Problem requirements: Filter the entries and keep only the lines where the string "horizon" appears.

Records from a data source

*** Begin section ***

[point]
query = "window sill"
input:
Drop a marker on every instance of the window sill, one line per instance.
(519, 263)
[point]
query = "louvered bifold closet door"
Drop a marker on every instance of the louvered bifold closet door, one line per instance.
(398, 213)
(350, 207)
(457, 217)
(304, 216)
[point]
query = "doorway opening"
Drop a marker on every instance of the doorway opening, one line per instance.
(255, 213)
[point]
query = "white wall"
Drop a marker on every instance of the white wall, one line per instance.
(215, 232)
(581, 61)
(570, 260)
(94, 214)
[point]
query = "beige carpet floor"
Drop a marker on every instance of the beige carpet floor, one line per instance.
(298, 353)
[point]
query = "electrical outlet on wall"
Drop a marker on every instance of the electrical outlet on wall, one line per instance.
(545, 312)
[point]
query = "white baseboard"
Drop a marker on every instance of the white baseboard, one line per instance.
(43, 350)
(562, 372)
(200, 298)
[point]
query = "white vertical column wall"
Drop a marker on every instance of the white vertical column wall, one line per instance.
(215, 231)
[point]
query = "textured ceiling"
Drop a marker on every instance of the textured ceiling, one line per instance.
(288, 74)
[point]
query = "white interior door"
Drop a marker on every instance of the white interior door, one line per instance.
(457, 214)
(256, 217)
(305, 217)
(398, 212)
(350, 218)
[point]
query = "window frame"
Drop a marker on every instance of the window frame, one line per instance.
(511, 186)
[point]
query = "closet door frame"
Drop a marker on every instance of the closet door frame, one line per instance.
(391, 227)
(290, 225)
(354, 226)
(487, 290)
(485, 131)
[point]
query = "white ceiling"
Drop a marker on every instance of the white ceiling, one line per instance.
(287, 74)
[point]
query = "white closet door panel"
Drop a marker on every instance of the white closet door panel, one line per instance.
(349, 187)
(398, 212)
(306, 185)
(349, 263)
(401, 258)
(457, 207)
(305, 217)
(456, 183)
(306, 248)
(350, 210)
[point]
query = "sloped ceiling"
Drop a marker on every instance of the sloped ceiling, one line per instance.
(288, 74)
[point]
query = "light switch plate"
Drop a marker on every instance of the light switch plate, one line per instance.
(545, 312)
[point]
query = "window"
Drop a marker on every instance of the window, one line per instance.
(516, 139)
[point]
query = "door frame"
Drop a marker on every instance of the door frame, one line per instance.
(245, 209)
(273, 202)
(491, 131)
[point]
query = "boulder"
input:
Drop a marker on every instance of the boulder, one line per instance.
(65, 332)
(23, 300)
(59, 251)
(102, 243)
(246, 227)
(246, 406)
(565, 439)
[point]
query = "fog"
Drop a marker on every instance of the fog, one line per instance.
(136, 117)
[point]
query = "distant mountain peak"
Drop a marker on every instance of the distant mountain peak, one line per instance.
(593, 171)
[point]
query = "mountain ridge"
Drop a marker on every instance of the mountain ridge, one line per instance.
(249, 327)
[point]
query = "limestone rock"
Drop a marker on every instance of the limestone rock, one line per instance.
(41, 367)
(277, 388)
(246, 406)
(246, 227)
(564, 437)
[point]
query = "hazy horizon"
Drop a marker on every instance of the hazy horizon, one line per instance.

*** End section ***

Written solution:
query = "hazy horizon"
Drop a marker on every instance of the hazy horizon, one line per instance.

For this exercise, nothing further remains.